23 - 25 Jezus weet Zelf wat in de mens is
23 En toen Hij in Jeruzalem was op het Pascha, op het feest, geloofden velen in Zijn Naam, toen zij de tekenen zagen die Hij deed. 24 Maar Jezus Zelf vertrouwde Zich aan hen niet toe, omdat Hij allen kende, 25 en omdat Hij niet nodig had dat iemand van de mens getuigde, want Hij wist Zelf wat in de mens was.
Hier komen we bij een nieuw deel van het evangelie, waarin het gaat om de mens en de toestand waarin hij verkeert. In het eerste deel van dit hoofdstuk (verzen 1-12) is in de verandering van water in wijn de vreugde van het koninkrijk voorgesteld. In het tweede deel van het hoofdstuk (verzen 13-17) is in de reiniging van de tempel de kracht van het koninkrijk voorgesteld, waarna in de verzen 18-22 het recht van de Heer op het koninkrijk is vastgesteld.
Nu moet nog worden vastgesteld wie met Hem het koninkrijk kunnen ingaan. De Joden nemen als vaststaand aan dat zij het koninkrijk zullen binnengaan. Maar de Heer Zelf vertrouwt Zich aan hen niet toe. Daarom volgt in Johannes 3 wat nodig is om in te kunnen gaan.
De Heer Jezus, Jahweh en Messias, is tijdens het Pascha in de door God uitverkoren stad. Het Pascha is het feest dat het meest Gods barmhartigheid tegenover Zijn volk toont. De vele lammeren die op die dag worden geslacht, hadden de Joden eraan moeten herinneren dat God een rechtvaardige Rechter is Die de zondaar moet oordelen, tenzij hij schuilt achter het bloed van het Paaslam. Nu staat het Lam van God voor hen, maar ze erkennen Hem niet. Wel zien ze dat Hij veel tekenen doet. Dat brengt velen ertoe in Zijn Naam te geloven.

--- Te maken opdrachten ---
**A.** Welk feest toont volgens de passage het meest Gods barmhartigheid tegenover Zijn volk?
**B.** Noem alle reeksen verzen die de passage met het woord "verzen" aanduidt.
**C.** Werk de passage bij door het stuk opnieuw te geven met "schapen" in plaats van "lammeren". Begin bij de woorden "Nu moet nog" en stop na "Naam te geloven.".
De gegevens hebben geen verband met de passage.

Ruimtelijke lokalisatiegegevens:

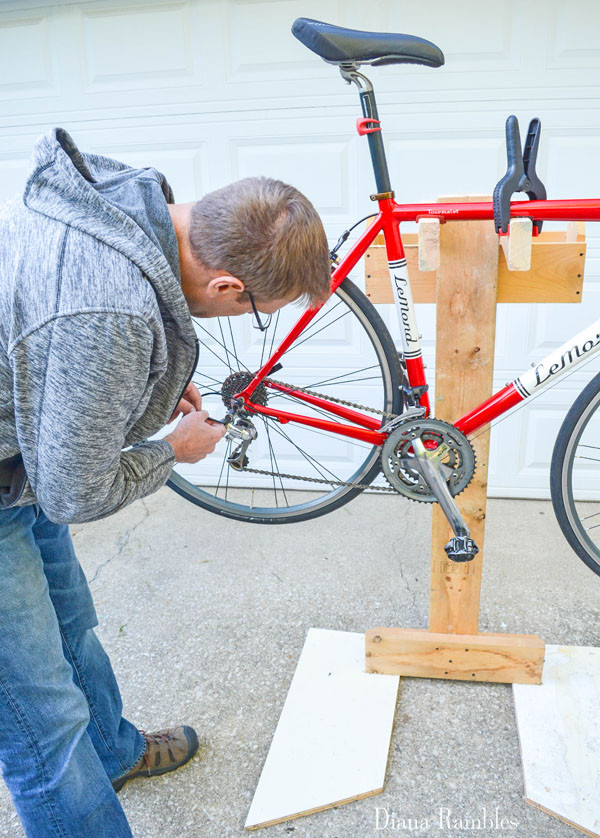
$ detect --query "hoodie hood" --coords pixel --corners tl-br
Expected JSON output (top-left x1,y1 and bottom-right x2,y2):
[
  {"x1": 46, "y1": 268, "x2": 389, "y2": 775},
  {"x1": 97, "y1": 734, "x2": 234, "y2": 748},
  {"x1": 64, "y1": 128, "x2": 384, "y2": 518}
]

--- Lijst met oplossingen ---
**A.** Het Pascha.

**B.** verzen 1-12, verzen 13-17, verzen 18-22

**C.**
Nu moet nog worden vastgesteld wie met Hem het koninkrijk kunnen ingaan. De Joden nemen als vaststaand aan dat zij het koninkrijk zullen binnengaan. Maar de Heer Zelf vertrouwt Zich aan hen niet toe. Daarom volgt in Johannes 3 wat nodig is om in te kunnen gaan.
De Heer Jezus, Jahweh en Messias, is tijdens het Pascha in de door God uitverkoren stad. Het Pascha is het feest dat het meest Gods barmhartigheid tegenover Zijn volk toont. De vele schapen die op die dag worden geslacht, hadden de Joden eraan moeten herinneren dat God een rechtvaardige Rechter is Die de zondaar moet oordelen, tenzij hij schuilt achter het bloed van het Paaslam. Nu staat het Lam van God voor hen, maar ze erkennen Hem niet. Wel zien ze dat Hij veel tekenen doet. Dat brengt velen ertoe in Zijn Naam te geloven.